### Supplied entries
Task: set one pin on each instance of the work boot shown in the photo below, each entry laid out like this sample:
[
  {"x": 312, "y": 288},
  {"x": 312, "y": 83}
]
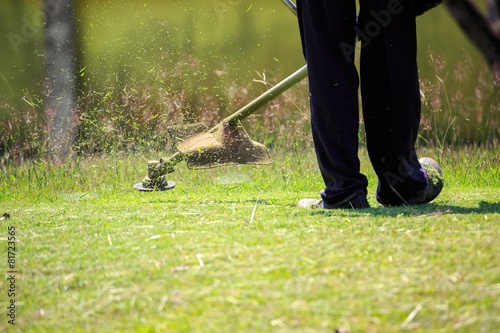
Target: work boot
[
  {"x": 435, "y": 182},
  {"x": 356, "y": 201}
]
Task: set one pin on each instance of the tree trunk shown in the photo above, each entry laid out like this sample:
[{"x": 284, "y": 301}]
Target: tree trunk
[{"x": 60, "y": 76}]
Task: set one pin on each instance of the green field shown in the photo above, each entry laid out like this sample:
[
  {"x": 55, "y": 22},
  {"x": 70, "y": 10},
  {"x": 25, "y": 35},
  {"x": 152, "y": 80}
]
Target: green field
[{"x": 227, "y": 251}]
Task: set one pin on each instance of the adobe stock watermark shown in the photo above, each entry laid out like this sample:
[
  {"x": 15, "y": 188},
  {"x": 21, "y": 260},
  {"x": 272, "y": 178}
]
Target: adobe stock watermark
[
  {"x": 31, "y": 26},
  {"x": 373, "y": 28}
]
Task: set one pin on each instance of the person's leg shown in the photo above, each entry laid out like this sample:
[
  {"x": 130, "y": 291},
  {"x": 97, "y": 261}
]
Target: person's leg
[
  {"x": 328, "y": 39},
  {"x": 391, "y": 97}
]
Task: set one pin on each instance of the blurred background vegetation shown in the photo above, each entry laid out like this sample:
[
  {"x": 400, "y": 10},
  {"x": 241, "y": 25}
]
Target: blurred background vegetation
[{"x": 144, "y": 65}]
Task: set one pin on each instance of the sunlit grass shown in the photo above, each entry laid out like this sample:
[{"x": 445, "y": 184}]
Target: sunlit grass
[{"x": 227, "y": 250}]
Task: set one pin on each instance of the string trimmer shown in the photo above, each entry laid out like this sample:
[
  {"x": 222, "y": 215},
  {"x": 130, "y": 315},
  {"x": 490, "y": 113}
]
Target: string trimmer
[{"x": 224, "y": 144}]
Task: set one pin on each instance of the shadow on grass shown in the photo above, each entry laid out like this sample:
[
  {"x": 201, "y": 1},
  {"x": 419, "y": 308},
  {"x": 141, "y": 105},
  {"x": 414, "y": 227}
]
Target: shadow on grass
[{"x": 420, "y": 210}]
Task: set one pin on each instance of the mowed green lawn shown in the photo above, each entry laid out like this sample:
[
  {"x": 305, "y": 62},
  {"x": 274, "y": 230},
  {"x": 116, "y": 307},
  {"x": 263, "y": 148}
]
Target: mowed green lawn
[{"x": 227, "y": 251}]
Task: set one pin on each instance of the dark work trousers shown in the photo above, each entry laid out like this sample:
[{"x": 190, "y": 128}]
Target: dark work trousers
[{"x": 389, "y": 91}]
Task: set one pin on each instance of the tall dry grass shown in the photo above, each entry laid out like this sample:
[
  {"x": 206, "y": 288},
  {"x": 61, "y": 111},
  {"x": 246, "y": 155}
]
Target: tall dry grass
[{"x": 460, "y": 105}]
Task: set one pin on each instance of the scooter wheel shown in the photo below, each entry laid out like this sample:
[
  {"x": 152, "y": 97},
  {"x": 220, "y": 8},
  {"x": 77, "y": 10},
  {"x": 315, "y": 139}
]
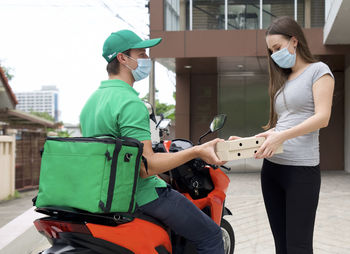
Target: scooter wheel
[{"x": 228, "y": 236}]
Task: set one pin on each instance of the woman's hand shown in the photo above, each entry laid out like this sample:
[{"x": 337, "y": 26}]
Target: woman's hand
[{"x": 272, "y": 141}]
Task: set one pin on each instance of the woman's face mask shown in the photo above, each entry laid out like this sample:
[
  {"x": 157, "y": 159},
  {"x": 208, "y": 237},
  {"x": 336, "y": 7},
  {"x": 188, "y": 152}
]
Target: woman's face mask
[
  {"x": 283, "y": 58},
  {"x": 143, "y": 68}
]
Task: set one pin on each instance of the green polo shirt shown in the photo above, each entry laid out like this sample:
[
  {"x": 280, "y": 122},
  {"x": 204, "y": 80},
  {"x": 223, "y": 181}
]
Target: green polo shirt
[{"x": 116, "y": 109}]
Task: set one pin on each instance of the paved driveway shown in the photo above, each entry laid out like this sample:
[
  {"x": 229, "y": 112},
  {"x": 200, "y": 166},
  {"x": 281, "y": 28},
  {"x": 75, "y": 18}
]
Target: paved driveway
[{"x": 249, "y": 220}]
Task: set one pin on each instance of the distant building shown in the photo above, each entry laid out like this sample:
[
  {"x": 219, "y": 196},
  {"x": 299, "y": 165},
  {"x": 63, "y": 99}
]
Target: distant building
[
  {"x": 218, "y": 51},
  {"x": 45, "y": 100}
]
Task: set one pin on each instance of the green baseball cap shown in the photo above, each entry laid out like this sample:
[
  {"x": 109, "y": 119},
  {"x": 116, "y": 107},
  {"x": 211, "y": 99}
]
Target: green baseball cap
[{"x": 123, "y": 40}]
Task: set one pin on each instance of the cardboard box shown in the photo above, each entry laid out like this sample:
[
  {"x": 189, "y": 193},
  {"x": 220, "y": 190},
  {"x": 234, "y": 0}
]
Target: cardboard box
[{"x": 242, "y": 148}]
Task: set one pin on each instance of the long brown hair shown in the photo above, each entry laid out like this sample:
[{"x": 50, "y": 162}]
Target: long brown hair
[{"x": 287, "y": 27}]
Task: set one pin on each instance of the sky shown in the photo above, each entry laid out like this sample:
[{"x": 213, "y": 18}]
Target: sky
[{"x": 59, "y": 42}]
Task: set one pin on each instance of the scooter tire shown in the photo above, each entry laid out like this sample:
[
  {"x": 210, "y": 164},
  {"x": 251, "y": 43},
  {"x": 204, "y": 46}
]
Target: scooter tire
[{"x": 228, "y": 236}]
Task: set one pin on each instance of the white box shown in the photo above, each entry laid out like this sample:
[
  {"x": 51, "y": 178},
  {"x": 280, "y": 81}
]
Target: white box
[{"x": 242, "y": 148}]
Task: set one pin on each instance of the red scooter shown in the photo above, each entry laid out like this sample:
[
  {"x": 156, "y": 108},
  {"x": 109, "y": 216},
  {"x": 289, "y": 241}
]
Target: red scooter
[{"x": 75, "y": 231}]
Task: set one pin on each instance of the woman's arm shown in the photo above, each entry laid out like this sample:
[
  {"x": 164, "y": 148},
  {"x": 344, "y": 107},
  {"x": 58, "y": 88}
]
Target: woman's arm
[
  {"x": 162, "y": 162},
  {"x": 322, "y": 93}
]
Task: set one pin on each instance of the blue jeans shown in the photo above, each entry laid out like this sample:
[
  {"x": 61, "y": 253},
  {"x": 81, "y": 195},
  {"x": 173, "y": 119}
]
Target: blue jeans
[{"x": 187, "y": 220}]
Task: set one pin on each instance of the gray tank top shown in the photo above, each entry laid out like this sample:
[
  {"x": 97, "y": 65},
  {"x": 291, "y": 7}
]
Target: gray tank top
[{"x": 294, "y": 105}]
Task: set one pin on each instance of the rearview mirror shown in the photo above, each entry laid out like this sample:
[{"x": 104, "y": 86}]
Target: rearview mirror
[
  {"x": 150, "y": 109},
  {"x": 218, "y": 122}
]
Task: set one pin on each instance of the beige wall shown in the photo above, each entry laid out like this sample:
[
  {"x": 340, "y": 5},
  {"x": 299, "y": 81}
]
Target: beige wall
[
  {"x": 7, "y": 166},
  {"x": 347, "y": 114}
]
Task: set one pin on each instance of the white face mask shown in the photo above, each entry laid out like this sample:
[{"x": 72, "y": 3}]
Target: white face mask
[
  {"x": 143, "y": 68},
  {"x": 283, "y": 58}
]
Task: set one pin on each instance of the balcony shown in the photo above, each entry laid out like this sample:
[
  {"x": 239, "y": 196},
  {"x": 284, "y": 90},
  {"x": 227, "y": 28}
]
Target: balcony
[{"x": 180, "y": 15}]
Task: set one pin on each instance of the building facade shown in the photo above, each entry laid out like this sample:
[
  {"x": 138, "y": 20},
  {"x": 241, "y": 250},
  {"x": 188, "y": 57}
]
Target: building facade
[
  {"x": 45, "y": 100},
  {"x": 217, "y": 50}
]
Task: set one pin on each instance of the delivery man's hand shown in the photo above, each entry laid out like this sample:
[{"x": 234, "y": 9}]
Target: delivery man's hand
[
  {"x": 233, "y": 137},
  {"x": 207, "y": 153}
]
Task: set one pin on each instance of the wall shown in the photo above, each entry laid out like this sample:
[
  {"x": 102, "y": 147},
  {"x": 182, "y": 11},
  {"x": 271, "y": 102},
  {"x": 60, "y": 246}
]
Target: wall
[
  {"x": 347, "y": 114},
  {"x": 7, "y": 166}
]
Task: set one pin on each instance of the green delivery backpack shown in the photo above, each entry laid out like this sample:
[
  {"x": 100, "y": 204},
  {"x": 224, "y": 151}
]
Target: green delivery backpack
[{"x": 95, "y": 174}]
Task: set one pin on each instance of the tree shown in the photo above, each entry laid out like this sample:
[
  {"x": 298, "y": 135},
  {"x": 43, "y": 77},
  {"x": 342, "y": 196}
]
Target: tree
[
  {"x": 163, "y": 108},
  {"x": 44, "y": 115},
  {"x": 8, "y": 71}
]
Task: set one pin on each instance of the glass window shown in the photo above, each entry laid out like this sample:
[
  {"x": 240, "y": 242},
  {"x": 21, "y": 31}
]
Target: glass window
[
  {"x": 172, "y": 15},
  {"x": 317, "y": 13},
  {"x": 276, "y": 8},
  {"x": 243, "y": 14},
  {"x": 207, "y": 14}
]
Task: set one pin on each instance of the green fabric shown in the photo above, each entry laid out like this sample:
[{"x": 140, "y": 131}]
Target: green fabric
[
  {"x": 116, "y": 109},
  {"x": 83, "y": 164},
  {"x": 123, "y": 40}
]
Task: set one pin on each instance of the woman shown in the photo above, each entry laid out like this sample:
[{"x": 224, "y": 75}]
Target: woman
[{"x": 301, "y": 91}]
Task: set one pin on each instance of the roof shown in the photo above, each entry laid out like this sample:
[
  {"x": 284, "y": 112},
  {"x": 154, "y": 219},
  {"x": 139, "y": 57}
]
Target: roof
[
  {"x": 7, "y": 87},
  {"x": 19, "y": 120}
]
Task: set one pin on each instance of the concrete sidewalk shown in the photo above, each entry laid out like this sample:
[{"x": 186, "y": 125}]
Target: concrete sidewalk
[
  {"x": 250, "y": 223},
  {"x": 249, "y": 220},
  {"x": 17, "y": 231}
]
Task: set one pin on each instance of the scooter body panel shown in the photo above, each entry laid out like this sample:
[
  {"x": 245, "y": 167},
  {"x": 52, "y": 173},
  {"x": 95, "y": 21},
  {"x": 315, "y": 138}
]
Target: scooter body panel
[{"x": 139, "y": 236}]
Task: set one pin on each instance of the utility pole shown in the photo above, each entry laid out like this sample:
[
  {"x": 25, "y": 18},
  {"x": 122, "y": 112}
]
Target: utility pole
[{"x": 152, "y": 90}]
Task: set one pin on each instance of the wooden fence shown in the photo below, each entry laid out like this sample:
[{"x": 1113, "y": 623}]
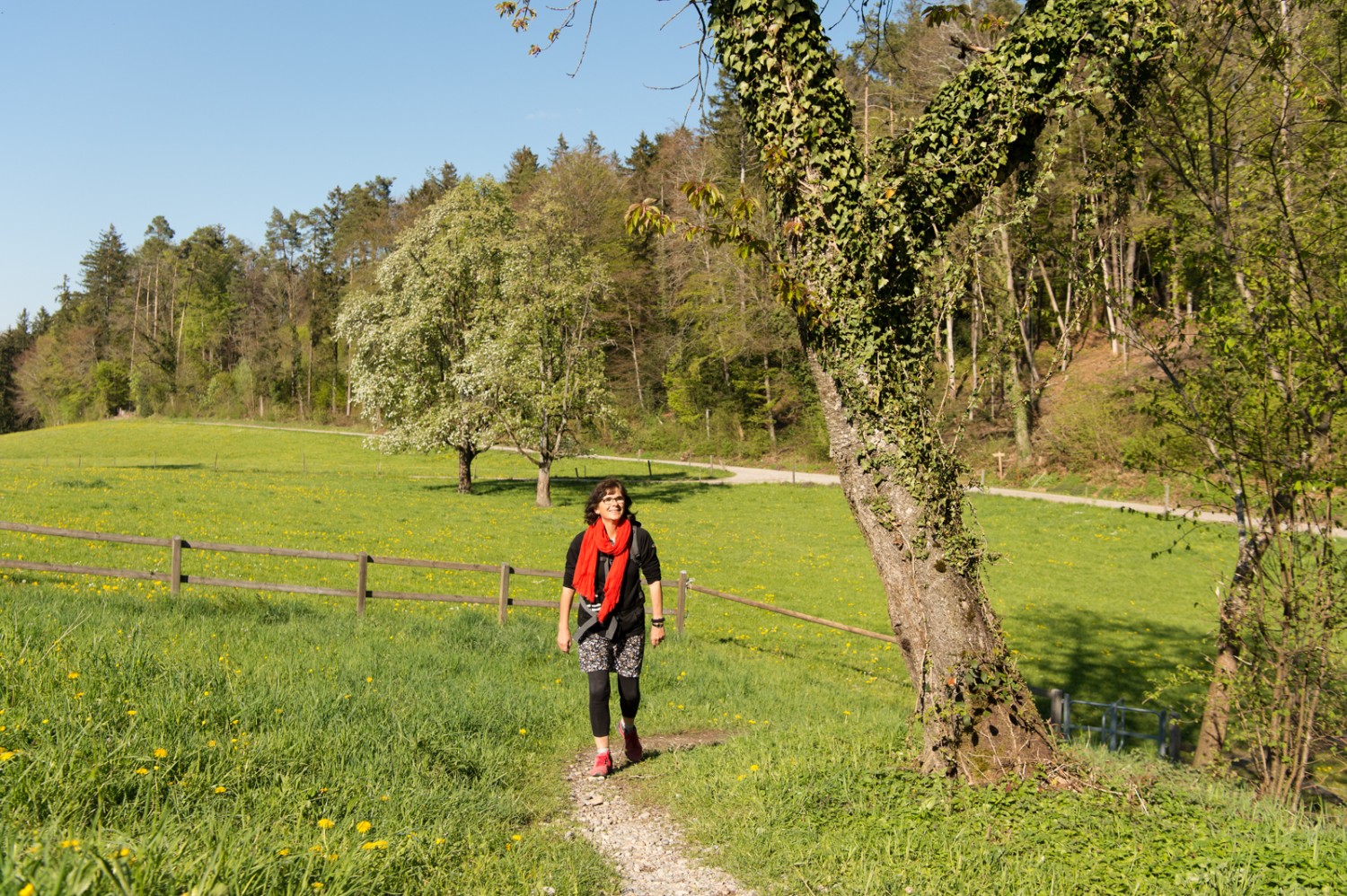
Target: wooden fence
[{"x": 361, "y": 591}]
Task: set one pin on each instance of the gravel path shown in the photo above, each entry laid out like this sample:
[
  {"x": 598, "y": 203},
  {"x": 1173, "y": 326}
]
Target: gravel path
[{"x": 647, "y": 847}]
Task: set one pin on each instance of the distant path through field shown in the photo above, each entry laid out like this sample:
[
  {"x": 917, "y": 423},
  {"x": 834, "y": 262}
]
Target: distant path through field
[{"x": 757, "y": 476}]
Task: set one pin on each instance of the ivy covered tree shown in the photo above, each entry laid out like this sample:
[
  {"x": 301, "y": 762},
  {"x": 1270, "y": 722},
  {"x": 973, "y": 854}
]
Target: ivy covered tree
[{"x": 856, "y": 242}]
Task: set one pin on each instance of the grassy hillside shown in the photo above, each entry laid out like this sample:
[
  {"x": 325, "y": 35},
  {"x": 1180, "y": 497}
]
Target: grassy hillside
######
Given request =
Using the listing above, copy exactly the lines from the one that contains "Task: set one pin on each instance of the concrete" through its last line, both included, but not the pictures.

Response for this exercise =
Task: set one pin on each instance of the concrete sidewalk shown in the photo above, each entry laid out like this sample:
[{"x": 186, "y": 125}]
Target: concrete sidewalk
[
  {"x": 250, "y": 223},
  {"x": 249, "y": 220},
  {"x": 17, "y": 231}
]
Task: set one pin on each instance of the scooter body panel shown in the photo above, each entry laid out like this sample:
[
  {"x": 245, "y": 167},
  {"x": 52, "y": 173},
  {"x": 95, "y": 21},
  {"x": 315, "y": 138}
]
Target: scooter body panel
[{"x": 139, "y": 236}]
Task: set one pin on each instance of the utility pole shown in the photo above, each entry laid out like this sample:
[
  {"x": 25, "y": 18},
  {"x": 122, "y": 112}
]
Target: utility pole
[{"x": 152, "y": 90}]
Task: set one pin on each instance of the wooden fence shown in the photo below, each entry laid out like this sample:
[{"x": 1113, "y": 623}]
Target: wooden fence
[{"x": 361, "y": 591}]
Task: set one pin on each instance of the gravel path shown in the photo above, each entry laid out like this sample:
[
  {"x": 598, "y": 203},
  {"x": 1173, "y": 326}
]
Target: gravel path
[{"x": 647, "y": 847}]
Task: set one pin on each instance of the distant path through field shown in the photo above, each entry laid out like this sample:
[
  {"x": 917, "y": 423},
  {"x": 834, "y": 262}
]
Target: distant path through field
[{"x": 757, "y": 476}]
Task: set one pin on each instance of the ivy covered tree shown in the photo above, each entry laid out like this sample:
[
  {"x": 301, "y": 762},
  {"x": 1270, "y": 722},
  {"x": 973, "y": 854}
]
Target: ivy covered tree
[{"x": 856, "y": 242}]
Task: set one pin on each instance of the grassy hillside shown in the photo above, each entry laid out like this sample:
[
  {"x": 325, "y": 35},
  {"x": 1180, "y": 497}
]
Target: grassy hillside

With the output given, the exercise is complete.